--- Records supplied ---

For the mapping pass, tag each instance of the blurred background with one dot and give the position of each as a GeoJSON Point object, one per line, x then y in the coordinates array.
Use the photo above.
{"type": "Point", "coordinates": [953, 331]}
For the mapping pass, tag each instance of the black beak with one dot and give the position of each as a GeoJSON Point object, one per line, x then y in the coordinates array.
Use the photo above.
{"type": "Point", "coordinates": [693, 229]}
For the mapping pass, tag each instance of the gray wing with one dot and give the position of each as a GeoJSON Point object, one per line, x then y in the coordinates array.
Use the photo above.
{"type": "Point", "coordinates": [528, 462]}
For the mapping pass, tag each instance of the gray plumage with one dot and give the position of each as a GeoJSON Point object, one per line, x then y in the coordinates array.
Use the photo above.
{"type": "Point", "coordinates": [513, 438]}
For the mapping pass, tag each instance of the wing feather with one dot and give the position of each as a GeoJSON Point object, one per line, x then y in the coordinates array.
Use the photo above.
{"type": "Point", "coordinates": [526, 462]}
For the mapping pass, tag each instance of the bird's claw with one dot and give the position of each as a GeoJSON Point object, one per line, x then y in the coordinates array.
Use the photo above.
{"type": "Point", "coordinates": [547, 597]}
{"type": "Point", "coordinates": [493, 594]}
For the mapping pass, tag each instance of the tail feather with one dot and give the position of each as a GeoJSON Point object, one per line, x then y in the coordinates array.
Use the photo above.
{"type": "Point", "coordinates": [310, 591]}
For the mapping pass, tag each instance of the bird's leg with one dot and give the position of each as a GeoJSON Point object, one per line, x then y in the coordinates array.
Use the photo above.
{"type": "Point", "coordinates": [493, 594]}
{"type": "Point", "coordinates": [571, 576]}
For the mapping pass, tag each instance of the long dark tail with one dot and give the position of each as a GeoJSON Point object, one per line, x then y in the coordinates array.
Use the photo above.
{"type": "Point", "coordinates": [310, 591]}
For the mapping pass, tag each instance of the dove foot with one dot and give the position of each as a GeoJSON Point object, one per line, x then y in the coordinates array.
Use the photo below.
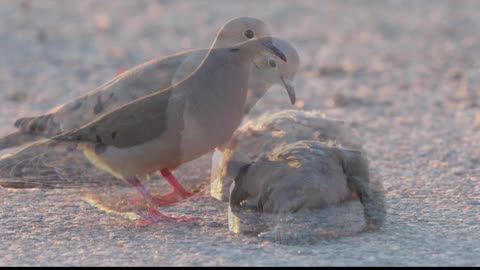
{"type": "Point", "coordinates": [153, 216]}
{"type": "Point", "coordinates": [177, 187]}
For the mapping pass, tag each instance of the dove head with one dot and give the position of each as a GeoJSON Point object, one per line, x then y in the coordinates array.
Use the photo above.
{"type": "Point", "coordinates": [270, 69]}
{"type": "Point", "coordinates": [239, 30]}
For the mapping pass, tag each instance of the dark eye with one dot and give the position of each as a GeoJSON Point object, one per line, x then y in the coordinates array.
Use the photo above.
{"type": "Point", "coordinates": [249, 34]}
{"type": "Point", "coordinates": [272, 63]}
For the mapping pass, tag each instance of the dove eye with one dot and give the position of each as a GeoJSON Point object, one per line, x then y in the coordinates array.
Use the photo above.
{"type": "Point", "coordinates": [272, 63]}
{"type": "Point", "coordinates": [249, 34]}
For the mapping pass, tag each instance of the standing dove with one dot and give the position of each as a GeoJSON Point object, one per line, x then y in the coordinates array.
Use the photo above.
{"type": "Point", "coordinates": [159, 74]}
{"type": "Point", "coordinates": [161, 130]}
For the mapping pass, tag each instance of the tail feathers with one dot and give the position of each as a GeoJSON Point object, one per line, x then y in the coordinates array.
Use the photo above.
{"type": "Point", "coordinates": [42, 125]}
{"type": "Point", "coordinates": [51, 164]}
{"type": "Point", "coordinates": [15, 139]}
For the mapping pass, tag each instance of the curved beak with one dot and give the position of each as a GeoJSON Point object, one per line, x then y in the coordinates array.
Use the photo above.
{"type": "Point", "coordinates": [275, 50]}
{"type": "Point", "coordinates": [290, 87]}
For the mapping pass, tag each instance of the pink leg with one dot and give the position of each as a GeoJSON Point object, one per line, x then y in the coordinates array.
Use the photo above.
{"type": "Point", "coordinates": [144, 194]}
{"type": "Point", "coordinates": [153, 215]}
{"type": "Point", "coordinates": [177, 187]}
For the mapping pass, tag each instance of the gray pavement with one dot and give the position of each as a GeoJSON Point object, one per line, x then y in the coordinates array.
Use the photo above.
{"type": "Point", "coordinates": [407, 73]}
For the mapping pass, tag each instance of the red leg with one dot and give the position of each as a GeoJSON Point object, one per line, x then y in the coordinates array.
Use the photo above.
{"type": "Point", "coordinates": [153, 215]}
{"type": "Point", "coordinates": [177, 187]}
{"type": "Point", "coordinates": [146, 195]}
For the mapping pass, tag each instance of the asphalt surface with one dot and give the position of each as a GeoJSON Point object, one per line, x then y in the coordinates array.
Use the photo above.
{"type": "Point", "coordinates": [407, 74]}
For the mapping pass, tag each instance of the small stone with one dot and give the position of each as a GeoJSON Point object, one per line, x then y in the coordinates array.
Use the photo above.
{"type": "Point", "coordinates": [476, 121]}
{"type": "Point", "coordinates": [103, 22]}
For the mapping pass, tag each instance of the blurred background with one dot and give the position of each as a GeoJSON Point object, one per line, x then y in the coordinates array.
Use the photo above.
{"type": "Point", "coordinates": [405, 73]}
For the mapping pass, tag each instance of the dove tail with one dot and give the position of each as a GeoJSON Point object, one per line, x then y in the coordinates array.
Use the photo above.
{"type": "Point", "coordinates": [32, 167]}
{"type": "Point", "coordinates": [15, 139]}
{"type": "Point", "coordinates": [41, 125]}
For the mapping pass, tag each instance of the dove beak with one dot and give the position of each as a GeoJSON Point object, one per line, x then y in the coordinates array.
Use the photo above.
{"type": "Point", "coordinates": [290, 87]}
{"type": "Point", "coordinates": [275, 50]}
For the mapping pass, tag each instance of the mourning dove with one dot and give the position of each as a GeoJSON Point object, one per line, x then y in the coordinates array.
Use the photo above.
{"type": "Point", "coordinates": [306, 175]}
{"type": "Point", "coordinates": [162, 130]}
{"type": "Point", "coordinates": [159, 74]}
{"type": "Point", "coordinates": [261, 135]}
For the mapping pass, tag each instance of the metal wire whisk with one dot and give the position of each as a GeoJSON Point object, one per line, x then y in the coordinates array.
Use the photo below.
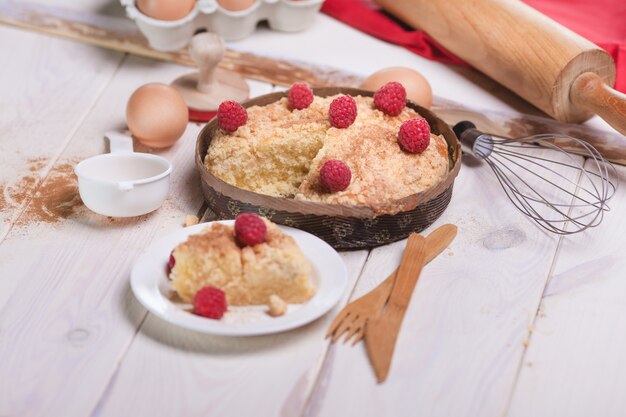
{"type": "Point", "coordinates": [563, 191]}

---

▶ **Challenge**: Print the items exactly as they appear, starting at the line that contains "For the mapping pass, tag each instance of the metal" and ending with the last line of the items, and omit the pictures.

▶ **Task output**:
For the mapping pass, tag each instance of the metal wire whisk with one dot and give the position of each as a GeoJSON Point object, one per line, x then y in the coordinates array.
Use the photo below.
{"type": "Point", "coordinates": [563, 191]}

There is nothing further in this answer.